WHAT YOU ARE ASKED TO DO. Extract all data as written.

****************************************

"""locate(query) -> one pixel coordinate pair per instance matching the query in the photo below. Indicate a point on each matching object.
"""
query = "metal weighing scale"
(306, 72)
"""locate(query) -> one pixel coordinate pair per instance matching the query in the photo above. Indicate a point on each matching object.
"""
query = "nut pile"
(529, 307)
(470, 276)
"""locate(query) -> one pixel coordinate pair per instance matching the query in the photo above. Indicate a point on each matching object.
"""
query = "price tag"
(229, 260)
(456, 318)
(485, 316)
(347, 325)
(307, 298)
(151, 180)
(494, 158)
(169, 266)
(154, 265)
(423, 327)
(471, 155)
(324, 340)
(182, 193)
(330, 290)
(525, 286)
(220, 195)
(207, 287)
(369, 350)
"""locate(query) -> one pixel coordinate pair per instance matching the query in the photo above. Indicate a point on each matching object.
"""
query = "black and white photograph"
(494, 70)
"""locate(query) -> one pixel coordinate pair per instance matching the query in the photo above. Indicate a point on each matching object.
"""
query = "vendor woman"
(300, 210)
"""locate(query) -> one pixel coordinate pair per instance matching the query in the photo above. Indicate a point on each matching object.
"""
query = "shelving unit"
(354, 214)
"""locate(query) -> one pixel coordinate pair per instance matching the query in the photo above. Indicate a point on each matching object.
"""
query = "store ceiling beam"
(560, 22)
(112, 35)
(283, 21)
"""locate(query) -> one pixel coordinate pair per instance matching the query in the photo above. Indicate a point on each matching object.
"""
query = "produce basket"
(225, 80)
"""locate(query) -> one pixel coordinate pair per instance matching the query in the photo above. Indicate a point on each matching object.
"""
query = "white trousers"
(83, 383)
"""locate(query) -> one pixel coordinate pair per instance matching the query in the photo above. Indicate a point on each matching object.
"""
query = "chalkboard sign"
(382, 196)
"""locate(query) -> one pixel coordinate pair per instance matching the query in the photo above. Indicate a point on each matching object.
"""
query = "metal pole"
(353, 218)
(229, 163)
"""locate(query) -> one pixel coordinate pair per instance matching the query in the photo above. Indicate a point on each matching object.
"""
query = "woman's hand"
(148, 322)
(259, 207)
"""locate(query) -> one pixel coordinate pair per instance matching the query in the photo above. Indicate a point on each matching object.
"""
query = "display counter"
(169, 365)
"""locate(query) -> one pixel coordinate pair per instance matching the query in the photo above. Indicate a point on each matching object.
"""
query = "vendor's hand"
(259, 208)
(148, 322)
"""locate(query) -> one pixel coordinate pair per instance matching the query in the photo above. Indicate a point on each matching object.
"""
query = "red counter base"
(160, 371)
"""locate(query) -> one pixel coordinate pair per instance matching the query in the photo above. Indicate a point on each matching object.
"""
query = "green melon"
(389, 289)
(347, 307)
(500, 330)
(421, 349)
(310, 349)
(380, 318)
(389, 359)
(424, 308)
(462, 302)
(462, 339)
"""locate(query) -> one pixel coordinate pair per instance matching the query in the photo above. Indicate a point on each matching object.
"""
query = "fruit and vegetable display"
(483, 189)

****************************************

SOLVED PROBLEM.
"""locate(query) -> one pixel coordinate pair per instance matching the query in the photo below. Indicate a point on each matching object.
"""
query = "metal weighing scale"
(306, 72)
"""locate(query) -> one pixel coordinate pair per instance matching the query in the photo above. Indicate a point on each matching object.
"""
query = "nut pile"
(529, 307)
(470, 276)
"""locate(query) -> one pixel coordinate pair per instance matching the query in the photo above. Indicate a point on each matching object.
"""
query = "price tag"
(229, 260)
(456, 318)
(485, 316)
(347, 325)
(307, 298)
(151, 180)
(494, 158)
(169, 266)
(154, 265)
(423, 327)
(471, 155)
(324, 340)
(182, 193)
(330, 290)
(525, 286)
(220, 195)
(207, 287)
(369, 350)
"""locate(query) -> one pixel coordinate pair per instance matching the query in the photo above. Indicate a point on each matching object.
"""
query = "black and white photograph"
(494, 70)
"""locate(query) -> one pixel coordinate pair per instance matching the query in the photo above. Indicate a point on each matching object.
"""
query = "vendor woman"
(300, 210)
"""locate(query) -> one pixel coordinate pair per instance matching the query in the photo above. Indicate a point on each matching object.
"""
query = "shelving unit"
(354, 214)
"""locate(query) -> one pixel coordinate pair per instance matching the query in the photo above. Indicate a point on each matching object.
"""
query = "store ceiling beam"
(560, 22)
(112, 35)
(283, 21)
"""locate(query) -> one pixel coordinate pair per instance matching the query in the photo above. Indicate a point on each matching object.
"""
query = "produce basket"
(225, 80)
"""locate(query) -> one pixel coordinate pair per instance matching the query in the photo above. Indicate a point on each matching object.
"""
query = "white trousers"
(83, 383)
"""locate(query) -> one pixel coordinate pair per instance matching the query in the photo above. Indicate a point on each matching object.
"""
query = "chalkboard sign"
(382, 196)
"""locate(query) -> one pixel coordinate pair per instance matching the query in the photo above. Indicate a point on each matching object.
"""
query = "metal pole"
(353, 218)
(229, 163)
"""locate(query) -> one pixel coordinate pair per instance matching the query in the photo above. Indicate a point on each matching object.
"""
query = "woman's hand"
(148, 322)
(259, 207)
"""locate(query) -> one pixel coordinate pair per instance matching the query in the photo above. Indicate a point on each matching object.
"""
query = "display counter"
(169, 365)
"""locate(query) -> one pixel coordinate pair per instance matching the query in the photo above. Indicate a point on each matching object.
"""
query = "vendor's hand"
(259, 208)
(148, 322)
"""locate(query) -> one pixel coordinate pair per instance matching the query in the photo above. Indicate a point on each matching object.
"""
query = "red counter base"
(160, 371)
"""locate(query) -> one pixel coordinate pair per instance matching the query in the photo above. Indicate a point on each matching object.
"""
query = "green melon"
(389, 289)
(347, 307)
(500, 330)
(421, 349)
(310, 349)
(380, 318)
(389, 359)
(424, 308)
(462, 302)
(462, 339)
"""locate(query) -> one pixel coordinate pair per instance matching the query in the photo above. Indicate a point on each matching object.
"""
query = "fruit and vegetable display"
(483, 189)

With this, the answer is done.